:: Given task ::
Lay out the data from its first line through the line that contains "38 78 L 41 78" as a Markdown table with two columns, Row and Line. Include both of those lines, and leave out any blank lines.

········

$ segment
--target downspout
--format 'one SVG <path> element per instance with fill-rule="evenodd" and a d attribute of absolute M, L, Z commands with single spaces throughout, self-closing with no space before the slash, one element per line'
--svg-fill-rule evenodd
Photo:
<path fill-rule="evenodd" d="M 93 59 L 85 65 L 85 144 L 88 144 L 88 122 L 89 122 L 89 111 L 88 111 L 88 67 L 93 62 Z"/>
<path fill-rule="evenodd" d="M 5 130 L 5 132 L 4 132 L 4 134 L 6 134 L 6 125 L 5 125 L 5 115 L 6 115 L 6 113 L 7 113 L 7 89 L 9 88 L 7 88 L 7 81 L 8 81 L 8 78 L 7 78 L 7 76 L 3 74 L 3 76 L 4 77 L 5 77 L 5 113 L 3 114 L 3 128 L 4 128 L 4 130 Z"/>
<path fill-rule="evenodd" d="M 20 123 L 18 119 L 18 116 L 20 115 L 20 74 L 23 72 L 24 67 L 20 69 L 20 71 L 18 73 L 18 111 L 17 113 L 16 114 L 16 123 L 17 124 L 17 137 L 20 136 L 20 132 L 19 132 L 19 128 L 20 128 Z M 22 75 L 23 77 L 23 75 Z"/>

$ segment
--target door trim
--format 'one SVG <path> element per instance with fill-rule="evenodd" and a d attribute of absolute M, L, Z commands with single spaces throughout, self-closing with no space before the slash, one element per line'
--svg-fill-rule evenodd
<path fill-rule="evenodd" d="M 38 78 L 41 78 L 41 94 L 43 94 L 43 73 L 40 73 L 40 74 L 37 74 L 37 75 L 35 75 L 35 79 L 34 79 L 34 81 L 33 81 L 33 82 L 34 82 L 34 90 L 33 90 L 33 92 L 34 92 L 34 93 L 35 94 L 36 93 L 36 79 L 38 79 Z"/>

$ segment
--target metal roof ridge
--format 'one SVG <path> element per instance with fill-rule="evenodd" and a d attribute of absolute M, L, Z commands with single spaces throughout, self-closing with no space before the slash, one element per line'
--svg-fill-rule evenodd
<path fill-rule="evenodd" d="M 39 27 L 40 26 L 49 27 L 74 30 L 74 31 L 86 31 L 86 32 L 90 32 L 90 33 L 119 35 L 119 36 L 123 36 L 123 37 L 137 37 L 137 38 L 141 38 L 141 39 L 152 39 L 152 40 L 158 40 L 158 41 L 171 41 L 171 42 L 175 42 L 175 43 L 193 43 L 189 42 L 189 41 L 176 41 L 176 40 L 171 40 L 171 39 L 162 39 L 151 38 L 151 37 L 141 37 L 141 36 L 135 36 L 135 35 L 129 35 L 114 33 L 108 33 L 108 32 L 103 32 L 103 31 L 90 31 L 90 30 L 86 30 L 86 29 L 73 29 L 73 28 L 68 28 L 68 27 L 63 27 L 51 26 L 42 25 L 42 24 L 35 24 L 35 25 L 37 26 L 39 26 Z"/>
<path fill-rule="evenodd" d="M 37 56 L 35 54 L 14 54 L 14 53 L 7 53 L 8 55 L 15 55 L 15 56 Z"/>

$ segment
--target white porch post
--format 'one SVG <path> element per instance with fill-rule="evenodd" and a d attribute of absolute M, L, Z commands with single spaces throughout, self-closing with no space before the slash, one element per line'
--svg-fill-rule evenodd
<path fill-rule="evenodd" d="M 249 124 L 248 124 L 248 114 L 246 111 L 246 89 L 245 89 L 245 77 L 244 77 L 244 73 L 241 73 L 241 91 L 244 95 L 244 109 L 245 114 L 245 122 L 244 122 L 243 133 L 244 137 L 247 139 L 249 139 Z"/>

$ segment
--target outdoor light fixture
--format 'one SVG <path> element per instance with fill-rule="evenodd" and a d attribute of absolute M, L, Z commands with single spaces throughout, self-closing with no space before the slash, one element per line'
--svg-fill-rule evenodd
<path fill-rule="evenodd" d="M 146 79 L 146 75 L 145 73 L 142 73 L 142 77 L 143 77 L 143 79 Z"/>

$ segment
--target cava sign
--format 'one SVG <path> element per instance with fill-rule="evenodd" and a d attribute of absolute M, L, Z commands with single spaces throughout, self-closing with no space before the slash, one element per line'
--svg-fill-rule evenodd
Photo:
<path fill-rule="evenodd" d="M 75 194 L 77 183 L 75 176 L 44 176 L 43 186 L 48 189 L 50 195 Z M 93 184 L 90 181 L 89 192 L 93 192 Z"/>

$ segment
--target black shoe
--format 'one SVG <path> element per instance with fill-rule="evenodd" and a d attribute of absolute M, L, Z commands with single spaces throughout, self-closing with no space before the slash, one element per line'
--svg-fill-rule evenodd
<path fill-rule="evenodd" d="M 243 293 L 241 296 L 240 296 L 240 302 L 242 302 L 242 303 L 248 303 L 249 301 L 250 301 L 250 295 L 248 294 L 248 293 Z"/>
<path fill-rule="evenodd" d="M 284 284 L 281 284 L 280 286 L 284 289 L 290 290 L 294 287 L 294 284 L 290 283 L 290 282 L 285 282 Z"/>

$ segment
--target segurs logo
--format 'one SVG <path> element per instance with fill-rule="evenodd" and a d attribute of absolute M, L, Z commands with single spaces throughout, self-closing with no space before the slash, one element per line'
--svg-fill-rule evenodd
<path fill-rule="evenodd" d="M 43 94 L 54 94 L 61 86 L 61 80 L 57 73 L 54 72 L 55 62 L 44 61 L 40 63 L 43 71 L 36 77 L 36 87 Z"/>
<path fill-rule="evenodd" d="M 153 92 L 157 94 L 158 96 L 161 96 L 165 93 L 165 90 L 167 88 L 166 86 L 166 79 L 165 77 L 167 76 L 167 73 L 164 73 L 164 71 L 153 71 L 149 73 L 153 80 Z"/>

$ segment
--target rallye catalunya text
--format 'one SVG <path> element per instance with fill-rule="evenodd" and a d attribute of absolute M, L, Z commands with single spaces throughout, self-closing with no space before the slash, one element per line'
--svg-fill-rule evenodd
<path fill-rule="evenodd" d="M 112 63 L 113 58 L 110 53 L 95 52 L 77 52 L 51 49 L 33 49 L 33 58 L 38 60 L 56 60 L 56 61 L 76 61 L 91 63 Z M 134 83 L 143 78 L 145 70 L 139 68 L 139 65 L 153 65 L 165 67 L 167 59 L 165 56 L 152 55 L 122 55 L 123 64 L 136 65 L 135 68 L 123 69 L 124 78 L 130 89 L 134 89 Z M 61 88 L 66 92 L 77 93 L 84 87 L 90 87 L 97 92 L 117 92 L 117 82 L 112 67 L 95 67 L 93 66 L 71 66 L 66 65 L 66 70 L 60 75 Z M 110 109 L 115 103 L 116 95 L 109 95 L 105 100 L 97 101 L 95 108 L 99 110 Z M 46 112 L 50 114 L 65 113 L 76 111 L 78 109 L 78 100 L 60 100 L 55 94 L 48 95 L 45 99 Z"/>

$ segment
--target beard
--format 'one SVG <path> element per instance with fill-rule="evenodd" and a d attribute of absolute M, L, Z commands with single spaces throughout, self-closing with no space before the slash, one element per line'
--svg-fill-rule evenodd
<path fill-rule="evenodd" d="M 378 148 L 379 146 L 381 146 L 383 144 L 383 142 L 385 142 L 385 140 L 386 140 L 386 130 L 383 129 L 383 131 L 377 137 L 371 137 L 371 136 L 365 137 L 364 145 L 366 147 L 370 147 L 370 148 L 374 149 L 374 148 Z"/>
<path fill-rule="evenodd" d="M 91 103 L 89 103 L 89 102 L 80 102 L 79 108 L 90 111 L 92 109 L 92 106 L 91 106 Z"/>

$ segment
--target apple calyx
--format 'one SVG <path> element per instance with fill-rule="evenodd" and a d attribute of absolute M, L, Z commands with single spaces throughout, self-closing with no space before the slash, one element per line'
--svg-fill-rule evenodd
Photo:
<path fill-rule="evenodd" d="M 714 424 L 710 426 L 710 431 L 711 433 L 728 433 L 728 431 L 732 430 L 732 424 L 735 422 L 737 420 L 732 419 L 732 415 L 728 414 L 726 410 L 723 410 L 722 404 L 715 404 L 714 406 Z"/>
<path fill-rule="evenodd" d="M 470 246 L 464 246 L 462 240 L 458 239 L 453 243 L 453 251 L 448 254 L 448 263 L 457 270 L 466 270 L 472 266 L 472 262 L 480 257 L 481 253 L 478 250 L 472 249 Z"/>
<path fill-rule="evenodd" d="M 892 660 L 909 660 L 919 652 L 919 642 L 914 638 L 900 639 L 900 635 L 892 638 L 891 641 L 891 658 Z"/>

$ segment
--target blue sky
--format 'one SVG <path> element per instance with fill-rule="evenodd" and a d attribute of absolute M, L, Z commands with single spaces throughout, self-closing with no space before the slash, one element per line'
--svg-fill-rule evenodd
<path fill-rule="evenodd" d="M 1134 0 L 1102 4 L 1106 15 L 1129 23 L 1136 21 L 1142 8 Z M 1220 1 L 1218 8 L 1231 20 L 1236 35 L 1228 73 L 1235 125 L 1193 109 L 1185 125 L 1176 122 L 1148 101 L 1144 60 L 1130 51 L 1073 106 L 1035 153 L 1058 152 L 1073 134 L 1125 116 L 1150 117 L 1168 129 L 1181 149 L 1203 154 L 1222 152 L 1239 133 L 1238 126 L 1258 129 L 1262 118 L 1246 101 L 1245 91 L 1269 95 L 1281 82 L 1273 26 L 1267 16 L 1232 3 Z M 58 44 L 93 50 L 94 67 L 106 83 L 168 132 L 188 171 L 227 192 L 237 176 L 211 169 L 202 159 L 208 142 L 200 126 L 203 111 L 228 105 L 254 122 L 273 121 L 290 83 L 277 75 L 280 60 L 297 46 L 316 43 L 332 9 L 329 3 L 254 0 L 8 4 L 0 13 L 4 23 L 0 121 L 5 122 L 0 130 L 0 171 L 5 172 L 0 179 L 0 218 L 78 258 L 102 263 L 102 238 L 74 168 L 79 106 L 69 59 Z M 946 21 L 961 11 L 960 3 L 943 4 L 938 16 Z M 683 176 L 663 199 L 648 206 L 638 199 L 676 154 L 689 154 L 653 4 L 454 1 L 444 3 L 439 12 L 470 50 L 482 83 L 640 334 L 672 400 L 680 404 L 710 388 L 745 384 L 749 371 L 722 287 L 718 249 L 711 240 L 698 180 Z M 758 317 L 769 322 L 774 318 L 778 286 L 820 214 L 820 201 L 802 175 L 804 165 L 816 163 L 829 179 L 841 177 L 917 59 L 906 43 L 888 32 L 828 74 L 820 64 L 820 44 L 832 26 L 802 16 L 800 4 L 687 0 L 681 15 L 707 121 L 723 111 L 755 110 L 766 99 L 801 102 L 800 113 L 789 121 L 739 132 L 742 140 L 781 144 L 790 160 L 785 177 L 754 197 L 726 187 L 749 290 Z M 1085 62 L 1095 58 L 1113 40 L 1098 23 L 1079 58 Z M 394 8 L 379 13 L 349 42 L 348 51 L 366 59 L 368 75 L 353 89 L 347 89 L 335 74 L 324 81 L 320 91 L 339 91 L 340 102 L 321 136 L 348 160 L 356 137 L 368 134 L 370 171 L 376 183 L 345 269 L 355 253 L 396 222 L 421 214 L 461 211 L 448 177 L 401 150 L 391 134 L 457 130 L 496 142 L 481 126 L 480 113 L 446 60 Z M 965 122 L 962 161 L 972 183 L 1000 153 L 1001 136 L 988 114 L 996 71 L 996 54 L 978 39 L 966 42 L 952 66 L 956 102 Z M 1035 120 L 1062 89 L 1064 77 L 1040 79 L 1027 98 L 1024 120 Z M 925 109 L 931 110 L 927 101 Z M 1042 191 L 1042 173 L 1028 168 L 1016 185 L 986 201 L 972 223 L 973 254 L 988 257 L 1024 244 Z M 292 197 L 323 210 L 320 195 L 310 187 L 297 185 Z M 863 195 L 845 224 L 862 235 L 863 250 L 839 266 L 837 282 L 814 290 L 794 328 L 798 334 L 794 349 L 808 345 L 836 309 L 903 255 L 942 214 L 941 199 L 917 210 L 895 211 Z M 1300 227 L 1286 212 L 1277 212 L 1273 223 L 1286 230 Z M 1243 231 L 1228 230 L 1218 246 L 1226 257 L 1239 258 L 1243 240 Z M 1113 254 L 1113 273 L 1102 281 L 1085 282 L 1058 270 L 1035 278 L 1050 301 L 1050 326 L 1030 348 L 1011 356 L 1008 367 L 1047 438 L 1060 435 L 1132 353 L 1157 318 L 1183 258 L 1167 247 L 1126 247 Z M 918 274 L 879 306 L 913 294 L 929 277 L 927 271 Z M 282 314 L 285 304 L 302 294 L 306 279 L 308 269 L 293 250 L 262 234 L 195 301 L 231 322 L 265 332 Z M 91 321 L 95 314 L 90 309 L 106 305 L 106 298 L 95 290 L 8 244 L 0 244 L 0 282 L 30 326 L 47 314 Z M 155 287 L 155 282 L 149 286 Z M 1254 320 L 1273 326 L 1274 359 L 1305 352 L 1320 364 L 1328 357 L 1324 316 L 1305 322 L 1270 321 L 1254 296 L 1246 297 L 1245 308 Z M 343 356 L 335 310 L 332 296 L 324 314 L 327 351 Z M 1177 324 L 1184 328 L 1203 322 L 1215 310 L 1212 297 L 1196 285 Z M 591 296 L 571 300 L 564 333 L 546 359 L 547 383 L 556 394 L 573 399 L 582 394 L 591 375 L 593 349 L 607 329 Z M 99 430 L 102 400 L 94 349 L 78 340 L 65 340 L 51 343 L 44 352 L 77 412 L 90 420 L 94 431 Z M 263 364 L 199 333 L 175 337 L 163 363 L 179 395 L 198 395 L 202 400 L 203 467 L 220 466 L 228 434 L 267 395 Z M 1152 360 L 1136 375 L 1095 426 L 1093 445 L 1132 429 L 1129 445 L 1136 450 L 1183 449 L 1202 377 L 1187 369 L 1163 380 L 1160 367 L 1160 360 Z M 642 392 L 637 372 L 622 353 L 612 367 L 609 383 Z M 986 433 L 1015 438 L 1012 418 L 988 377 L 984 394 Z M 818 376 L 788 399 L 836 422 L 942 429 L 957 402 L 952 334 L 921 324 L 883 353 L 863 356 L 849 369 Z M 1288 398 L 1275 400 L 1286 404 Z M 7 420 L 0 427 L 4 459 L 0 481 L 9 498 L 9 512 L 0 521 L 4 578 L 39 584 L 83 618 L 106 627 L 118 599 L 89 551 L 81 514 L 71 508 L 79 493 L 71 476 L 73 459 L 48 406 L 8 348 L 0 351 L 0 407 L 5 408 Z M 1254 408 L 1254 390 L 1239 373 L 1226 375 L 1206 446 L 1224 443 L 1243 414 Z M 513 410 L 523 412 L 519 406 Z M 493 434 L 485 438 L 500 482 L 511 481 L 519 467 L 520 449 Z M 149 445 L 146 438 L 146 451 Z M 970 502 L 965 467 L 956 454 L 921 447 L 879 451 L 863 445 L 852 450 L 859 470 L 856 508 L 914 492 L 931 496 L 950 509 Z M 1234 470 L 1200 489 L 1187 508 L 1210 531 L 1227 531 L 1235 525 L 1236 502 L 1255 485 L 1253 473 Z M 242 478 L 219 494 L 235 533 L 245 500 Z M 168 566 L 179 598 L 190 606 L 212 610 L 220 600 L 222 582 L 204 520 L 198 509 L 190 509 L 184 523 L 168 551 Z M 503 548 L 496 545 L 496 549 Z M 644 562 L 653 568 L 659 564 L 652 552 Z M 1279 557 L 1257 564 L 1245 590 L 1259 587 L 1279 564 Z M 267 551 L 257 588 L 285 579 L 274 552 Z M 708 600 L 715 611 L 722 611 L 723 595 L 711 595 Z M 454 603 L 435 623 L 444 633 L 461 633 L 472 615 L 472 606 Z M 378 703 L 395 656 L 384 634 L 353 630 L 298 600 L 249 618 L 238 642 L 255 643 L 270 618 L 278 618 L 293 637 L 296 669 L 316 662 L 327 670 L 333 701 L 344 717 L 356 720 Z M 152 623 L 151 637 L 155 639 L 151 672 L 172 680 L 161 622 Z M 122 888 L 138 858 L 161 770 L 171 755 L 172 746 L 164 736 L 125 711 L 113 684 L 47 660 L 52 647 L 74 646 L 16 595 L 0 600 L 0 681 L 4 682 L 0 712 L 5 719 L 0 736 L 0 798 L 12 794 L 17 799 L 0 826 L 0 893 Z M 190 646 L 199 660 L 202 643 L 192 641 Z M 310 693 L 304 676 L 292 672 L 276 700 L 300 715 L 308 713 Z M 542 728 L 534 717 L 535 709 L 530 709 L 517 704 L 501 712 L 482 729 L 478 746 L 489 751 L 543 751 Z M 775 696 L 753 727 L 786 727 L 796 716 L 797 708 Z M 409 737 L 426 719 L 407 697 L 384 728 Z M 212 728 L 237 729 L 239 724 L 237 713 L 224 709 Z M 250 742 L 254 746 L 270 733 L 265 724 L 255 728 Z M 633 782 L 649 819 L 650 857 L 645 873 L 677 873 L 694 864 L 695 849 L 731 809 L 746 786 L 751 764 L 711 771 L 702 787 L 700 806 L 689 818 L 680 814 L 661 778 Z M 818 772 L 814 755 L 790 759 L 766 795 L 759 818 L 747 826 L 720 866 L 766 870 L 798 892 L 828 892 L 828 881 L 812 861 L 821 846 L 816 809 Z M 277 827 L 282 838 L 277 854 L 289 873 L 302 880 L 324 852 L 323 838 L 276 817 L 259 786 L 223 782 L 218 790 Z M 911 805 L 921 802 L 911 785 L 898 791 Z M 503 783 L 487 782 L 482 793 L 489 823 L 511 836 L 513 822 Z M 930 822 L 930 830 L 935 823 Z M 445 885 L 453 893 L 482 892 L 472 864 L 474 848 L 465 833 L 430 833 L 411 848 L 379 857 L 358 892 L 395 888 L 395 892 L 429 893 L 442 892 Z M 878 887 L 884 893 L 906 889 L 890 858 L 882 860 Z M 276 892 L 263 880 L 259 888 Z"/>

········

:: Full output ::
| Row | Line |
|---|---|
| 1 | $ segment |
| 2 | --target downspout |
| 3 | --format 'one SVG <path> element per instance with fill-rule="evenodd" and a d attribute of absolute M, L, Z commands with single spaces throughout, self-closing with no space before the slash, one element per line' |
| 4 | --svg-fill-rule evenodd |
| 5 | Photo: |
| 6 | <path fill-rule="evenodd" d="M 93 59 L 85 65 L 85 144 L 88 144 L 88 122 L 89 122 L 89 111 L 88 111 L 88 67 L 93 62 Z"/> |
| 7 | <path fill-rule="evenodd" d="M 5 130 L 5 132 L 4 132 L 4 134 L 6 134 L 6 125 L 5 125 L 5 115 L 6 115 L 6 113 L 7 113 L 7 89 L 9 88 L 7 88 L 7 81 L 8 81 L 8 78 L 7 78 L 7 76 L 3 74 L 3 76 L 4 77 L 5 77 L 5 113 L 3 114 L 3 128 L 4 128 L 4 130 Z"/> |
| 8 | <path fill-rule="evenodd" d="M 20 123 L 18 119 L 18 116 L 20 115 L 20 74 L 23 72 L 24 67 L 20 69 L 20 71 L 18 73 L 18 111 L 17 113 L 16 114 L 16 123 L 17 124 L 17 137 L 20 136 L 20 132 L 19 132 L 19 128 L 20 128 Z M 22 75 L 23 77 L 23 75 Z"/> |
| 9 | $ segment |
| 10 | --target door trim |
| 11 | --format 'one SVG <path> element per instance with fill-rule="evenodd" and a d attribute of absolute M, L, Z commands with single spaces throughout, self-closing with no space before the slash, one element per line' |
| 12 | --svg-fill-rule evenodd |
| 13 | <path fill-rule="evenodd" d="M 38 78 L 41 78 L 41 94 L 43 94 L 43 73 L 40 73 L 40 74 L 37 74 L 37 75 L 35 75 L 35 79 L 34 79 L 34 81 L 33 81 L 33 82 L 34 82 L 34 90 L 33 90 L 33 92 L 34 92 L 34 93 L 35 94 L 36 93 L 36 79 L 38 79 Z"/> |